▶ TASKS
1 – In the PC Pro excerpt on presentation slides below, what does the writer recommend using instead of clip-art?
2 – Please carry on the PC Pro excerpt about Smart Art and pictures in presentations from the point where it stops.

▶ EXCERPT PROVIDED
Content starts
6th March 2008 [PC Pro]

The Smart Art tools on the Ribbon let you customise the diagram in myriad ways. You can change the colours or effects on the diagram, and Live Preview shows you what your diagram will look like just by hovering over the option in the gallery. You can add glow, shadow, bevels, glints and 3D perspective with one click, and you can control each aspect of every block. You can select one particular block in the diagram and change its appearance to highlight it. A technique I like to use is to copy the block or blocks I want to highlight, change the colour and position the copy over the original block in the underlying diagram. This extra block can then be made to fade in on a separate mouse click so the block looks like it's changing colour.

There are Smart Art templates to illustrate lists, processes, cycles, hierarchies, relationships, matrices and pyramids, and some templates have placeholders for images as well as text. Using Smart Art to create diagrams takes seconds compared to the hours it used to take altering the blocks by hand.

Pictures

I stand by my advice from ten years ago to use clip-art sparingly. You don't need to fill up all the available space on every slide, and illustrations should be relevant, so don't clutter your slides. Clip-art can be distracting, and poor-quality clip-art will make any presentation look cheap. There's a vast array available, but I'd recommend you don't use any, use photographs instead.

When digital photography was in its infancy, getting real photos into a presentation was challenging: you either had to have an expensive scanner or get your film developed onto PhotoCD at extra expense. Screens were limited in the number of colours they could display and memory, in terms of RAM and disk space, was limited. Ten years on, virtually everyone has a digital camera, all displays can show 16 million colours, and we aren't constrained by memory shortage, either in the computer or the media on which we store presentations. Photographs grab the attention of the audience in a way that naff clip-art never can. There's a growing range of photographs in the Microsoft Office Online clip-art library, and when searching for clip-art I generally untick all the media types except photograph.
Content ends
[Data records]
Content starts
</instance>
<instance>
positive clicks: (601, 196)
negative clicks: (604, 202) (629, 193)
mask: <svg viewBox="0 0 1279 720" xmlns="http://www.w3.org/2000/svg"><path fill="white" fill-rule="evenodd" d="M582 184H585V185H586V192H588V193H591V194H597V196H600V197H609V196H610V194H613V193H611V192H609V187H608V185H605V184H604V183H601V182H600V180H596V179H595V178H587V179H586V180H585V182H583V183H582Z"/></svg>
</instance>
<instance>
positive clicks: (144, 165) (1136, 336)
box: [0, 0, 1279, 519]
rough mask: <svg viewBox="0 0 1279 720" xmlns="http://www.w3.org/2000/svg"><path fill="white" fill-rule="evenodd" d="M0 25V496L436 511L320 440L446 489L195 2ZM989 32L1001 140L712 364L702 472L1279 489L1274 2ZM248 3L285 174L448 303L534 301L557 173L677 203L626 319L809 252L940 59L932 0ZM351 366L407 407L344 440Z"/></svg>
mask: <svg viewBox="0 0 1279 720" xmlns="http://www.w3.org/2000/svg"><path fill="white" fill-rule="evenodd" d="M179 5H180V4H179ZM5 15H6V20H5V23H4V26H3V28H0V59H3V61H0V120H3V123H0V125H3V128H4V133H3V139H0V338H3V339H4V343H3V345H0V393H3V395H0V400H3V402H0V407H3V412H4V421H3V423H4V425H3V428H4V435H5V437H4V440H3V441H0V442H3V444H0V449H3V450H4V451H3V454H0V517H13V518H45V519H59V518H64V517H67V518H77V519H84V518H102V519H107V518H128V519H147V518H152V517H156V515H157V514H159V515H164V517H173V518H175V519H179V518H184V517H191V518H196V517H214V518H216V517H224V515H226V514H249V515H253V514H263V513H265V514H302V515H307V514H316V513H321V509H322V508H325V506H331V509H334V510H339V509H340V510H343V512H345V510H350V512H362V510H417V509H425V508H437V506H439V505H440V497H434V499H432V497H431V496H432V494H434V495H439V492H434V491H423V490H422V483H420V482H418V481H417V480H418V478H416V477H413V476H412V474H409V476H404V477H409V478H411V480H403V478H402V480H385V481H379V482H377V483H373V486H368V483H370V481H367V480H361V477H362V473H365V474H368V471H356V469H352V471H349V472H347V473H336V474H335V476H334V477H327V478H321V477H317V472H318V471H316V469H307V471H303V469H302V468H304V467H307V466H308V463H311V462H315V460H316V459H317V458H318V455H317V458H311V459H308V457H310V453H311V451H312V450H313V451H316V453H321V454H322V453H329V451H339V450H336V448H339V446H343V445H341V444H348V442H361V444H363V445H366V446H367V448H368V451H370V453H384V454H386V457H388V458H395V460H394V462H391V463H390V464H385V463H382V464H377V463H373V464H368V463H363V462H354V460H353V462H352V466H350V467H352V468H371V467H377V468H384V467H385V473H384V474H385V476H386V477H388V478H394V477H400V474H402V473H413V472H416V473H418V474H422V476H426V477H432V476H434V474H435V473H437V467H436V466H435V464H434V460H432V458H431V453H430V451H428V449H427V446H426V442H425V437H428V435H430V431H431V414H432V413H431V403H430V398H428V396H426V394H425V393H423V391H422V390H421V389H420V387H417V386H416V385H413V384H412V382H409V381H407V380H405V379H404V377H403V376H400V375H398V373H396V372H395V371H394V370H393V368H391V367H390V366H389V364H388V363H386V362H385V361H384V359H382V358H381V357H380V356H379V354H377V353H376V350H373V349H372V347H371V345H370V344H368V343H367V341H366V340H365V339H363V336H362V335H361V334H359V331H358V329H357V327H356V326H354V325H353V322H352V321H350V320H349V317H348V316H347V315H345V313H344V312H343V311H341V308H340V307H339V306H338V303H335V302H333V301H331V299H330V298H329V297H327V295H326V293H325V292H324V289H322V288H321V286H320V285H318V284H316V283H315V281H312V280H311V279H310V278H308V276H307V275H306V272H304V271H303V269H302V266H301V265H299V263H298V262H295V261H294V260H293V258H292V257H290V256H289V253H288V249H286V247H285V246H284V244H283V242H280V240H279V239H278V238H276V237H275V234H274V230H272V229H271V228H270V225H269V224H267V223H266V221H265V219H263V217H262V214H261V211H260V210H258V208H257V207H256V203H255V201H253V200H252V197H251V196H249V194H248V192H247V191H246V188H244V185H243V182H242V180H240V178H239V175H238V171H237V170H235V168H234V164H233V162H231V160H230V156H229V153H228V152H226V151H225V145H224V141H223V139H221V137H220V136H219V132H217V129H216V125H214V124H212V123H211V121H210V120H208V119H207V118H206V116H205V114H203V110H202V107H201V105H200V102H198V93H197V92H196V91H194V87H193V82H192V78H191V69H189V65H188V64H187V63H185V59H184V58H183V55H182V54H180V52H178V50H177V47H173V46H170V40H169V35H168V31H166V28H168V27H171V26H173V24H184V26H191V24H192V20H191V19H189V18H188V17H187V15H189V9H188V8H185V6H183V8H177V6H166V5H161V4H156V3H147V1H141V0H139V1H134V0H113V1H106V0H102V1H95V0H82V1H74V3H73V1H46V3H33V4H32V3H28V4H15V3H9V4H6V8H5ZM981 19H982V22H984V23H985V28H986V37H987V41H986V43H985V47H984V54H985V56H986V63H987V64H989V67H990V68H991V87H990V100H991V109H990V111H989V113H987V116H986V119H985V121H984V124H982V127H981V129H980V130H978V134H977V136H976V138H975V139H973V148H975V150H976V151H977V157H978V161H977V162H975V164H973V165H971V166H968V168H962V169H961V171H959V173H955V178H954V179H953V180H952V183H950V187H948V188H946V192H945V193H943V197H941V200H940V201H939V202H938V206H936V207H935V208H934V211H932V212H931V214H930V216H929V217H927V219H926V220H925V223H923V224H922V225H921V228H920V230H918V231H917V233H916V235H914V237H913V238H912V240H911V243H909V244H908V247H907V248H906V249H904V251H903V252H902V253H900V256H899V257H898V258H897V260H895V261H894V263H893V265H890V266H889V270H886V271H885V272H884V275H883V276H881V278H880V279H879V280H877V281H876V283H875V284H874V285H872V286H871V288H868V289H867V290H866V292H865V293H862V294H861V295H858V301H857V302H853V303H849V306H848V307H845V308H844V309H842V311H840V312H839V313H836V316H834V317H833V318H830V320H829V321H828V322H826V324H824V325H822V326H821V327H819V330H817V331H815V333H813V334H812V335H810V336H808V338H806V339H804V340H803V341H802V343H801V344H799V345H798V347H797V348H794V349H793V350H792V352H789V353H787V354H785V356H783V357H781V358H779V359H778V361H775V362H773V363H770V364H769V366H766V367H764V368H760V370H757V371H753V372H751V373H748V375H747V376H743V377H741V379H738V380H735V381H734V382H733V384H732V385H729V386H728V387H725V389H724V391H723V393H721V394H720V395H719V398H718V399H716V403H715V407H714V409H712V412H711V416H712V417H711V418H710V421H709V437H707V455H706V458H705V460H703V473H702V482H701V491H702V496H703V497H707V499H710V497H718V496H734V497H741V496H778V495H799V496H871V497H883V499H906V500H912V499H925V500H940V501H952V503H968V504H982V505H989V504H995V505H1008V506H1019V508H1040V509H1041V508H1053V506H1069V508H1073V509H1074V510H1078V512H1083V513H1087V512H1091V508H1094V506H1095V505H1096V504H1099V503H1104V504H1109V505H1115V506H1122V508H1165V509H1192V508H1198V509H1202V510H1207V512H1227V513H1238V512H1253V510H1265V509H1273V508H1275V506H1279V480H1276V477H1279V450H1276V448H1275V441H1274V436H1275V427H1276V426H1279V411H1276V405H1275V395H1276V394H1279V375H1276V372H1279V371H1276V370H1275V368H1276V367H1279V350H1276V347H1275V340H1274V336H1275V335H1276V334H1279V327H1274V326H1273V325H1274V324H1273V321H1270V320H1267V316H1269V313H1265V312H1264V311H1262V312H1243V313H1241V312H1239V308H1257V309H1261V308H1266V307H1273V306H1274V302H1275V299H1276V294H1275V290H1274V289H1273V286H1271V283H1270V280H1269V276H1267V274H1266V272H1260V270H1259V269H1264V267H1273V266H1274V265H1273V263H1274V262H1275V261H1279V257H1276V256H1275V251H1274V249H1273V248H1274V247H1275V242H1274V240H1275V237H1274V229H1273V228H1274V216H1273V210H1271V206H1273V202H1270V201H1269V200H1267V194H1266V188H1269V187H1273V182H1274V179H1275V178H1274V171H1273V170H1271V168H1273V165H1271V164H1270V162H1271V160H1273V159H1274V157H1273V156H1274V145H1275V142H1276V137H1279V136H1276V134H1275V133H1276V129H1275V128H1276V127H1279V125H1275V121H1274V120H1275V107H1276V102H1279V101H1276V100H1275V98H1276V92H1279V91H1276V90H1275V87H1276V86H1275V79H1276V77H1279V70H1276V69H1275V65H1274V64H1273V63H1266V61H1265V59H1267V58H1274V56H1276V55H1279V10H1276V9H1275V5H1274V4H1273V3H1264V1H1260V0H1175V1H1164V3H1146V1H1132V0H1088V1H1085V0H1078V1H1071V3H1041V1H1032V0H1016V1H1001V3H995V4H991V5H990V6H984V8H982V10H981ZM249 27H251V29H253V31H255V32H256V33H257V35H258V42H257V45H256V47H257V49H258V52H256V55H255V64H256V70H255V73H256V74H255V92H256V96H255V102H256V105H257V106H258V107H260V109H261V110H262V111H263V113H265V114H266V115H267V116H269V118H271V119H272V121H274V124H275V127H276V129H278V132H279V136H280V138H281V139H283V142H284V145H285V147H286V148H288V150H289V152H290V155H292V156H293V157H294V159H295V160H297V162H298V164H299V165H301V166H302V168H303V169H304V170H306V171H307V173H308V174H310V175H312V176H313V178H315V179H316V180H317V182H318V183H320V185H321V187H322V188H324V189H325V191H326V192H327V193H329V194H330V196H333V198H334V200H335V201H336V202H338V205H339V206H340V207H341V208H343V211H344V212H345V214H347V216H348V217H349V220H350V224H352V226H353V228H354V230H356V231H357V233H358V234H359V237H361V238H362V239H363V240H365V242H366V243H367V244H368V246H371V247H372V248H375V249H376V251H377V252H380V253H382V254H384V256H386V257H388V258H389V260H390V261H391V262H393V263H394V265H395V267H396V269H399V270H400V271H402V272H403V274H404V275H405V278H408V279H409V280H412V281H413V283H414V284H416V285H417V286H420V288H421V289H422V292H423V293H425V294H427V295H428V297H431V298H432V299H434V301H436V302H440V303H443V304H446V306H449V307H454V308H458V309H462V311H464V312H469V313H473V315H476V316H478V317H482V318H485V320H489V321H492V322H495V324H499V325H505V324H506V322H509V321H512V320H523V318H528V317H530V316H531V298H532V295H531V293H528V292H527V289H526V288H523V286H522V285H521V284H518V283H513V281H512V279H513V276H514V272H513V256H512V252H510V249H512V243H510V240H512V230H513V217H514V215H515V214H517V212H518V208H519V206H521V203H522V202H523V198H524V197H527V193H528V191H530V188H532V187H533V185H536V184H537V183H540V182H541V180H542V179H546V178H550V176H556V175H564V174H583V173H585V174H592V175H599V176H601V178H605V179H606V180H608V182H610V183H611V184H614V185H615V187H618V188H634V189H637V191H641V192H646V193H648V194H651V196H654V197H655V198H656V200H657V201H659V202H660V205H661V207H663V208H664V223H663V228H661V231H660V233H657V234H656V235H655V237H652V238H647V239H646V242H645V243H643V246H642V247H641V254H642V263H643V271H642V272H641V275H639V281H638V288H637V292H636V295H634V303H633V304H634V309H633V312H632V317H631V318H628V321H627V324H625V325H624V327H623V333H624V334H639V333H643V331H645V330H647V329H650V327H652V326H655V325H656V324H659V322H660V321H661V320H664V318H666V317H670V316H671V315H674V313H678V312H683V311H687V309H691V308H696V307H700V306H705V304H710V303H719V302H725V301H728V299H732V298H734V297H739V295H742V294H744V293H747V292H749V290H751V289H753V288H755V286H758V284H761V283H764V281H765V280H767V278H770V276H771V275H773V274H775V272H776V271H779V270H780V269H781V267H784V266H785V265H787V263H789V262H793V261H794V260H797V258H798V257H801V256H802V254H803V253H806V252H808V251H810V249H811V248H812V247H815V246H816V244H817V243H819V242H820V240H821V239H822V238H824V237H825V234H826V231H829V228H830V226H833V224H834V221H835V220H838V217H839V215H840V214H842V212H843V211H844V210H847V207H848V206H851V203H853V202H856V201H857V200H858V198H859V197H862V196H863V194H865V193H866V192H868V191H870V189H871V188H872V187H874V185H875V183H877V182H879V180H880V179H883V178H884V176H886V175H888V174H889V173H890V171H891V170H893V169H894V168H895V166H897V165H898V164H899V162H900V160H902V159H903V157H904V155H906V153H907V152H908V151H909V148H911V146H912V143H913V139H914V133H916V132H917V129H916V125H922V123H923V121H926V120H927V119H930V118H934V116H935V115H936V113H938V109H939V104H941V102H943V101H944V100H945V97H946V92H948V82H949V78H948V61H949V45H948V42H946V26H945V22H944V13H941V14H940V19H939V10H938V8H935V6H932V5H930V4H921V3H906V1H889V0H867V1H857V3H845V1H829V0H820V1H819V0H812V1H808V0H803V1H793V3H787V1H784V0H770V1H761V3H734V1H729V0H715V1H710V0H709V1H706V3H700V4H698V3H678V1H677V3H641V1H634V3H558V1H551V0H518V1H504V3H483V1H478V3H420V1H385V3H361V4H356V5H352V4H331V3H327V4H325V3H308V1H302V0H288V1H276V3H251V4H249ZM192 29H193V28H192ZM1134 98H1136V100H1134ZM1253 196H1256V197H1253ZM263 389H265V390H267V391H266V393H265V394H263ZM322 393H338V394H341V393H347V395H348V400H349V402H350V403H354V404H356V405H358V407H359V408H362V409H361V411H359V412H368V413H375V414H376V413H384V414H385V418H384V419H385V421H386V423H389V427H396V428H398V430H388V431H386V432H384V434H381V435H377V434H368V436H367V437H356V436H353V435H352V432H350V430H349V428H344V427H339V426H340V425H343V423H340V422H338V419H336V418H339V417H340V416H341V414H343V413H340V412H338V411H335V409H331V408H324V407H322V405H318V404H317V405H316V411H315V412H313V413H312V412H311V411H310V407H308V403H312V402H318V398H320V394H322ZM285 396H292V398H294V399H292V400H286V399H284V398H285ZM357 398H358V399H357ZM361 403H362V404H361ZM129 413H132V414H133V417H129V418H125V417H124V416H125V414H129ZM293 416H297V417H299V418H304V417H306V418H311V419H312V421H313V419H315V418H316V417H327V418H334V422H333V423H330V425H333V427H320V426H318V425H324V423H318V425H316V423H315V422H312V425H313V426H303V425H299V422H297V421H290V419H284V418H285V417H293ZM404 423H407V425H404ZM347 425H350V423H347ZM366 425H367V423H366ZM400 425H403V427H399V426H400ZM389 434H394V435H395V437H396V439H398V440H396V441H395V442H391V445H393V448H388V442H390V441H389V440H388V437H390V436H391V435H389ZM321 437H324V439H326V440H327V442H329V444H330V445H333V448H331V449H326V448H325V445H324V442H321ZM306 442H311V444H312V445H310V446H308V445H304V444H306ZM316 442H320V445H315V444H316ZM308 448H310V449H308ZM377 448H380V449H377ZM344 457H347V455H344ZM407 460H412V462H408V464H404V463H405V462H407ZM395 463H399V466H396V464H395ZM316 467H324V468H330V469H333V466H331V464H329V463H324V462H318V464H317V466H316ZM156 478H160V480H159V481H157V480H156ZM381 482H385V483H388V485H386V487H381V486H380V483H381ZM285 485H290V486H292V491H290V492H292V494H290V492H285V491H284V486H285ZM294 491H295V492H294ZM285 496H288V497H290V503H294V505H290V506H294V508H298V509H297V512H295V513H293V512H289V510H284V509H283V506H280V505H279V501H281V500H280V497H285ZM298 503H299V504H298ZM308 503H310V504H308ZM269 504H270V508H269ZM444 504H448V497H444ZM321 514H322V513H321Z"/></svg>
Content ends
▶ RESPONSES IN ORDER
1 – Photographs.

2 –
Of course, you can use your own photographs from your digital camera, but do remember to crop, rotate or flip them to suit the slide you're illustrating: crop for relevance so the subject isn't swamped by background; rotate to ensure the subject is the right way up; flip so the subject of the picture faces the text in the slide. I'd recommend you use Office Picture Manager (one of the free Microsoft Office Tools) or some other image-manipulation program to correct the brightness, contrast and colour balance of your pictures before you put them into your presentation. The easiest way is to select the picture and choose Auto Correct (or the equivalent in another package). This generally makes the picture look brighter, more colourful and gives it more impact.

When you insert a picture into PowerPoint 2007, you can add many new effects to it with a couple of clicks. Borders, bevels, reflections, glows, shadows and 3D effects are all child's play. There's a gallery of pre-built options to choose from - hover over an item in the gallery and see it applied to your picture. Click if you like it or move on to try another option. Tweak any aspect of the picture you like. You can recolour the picture to match the colour scheme of the presentation. Position the picture exactly where you want it, but remember to drag the corner handles to resize it, not the side handles, to avoid squashing the image proportions. If you want all your pictures to look the same, select one, format it, then double-click on the Format Painter icon on the Home tab of the Ribbon. This makes the format painter tool stick on and you can visit each picture in your presentation and apply that formatting.

Continued....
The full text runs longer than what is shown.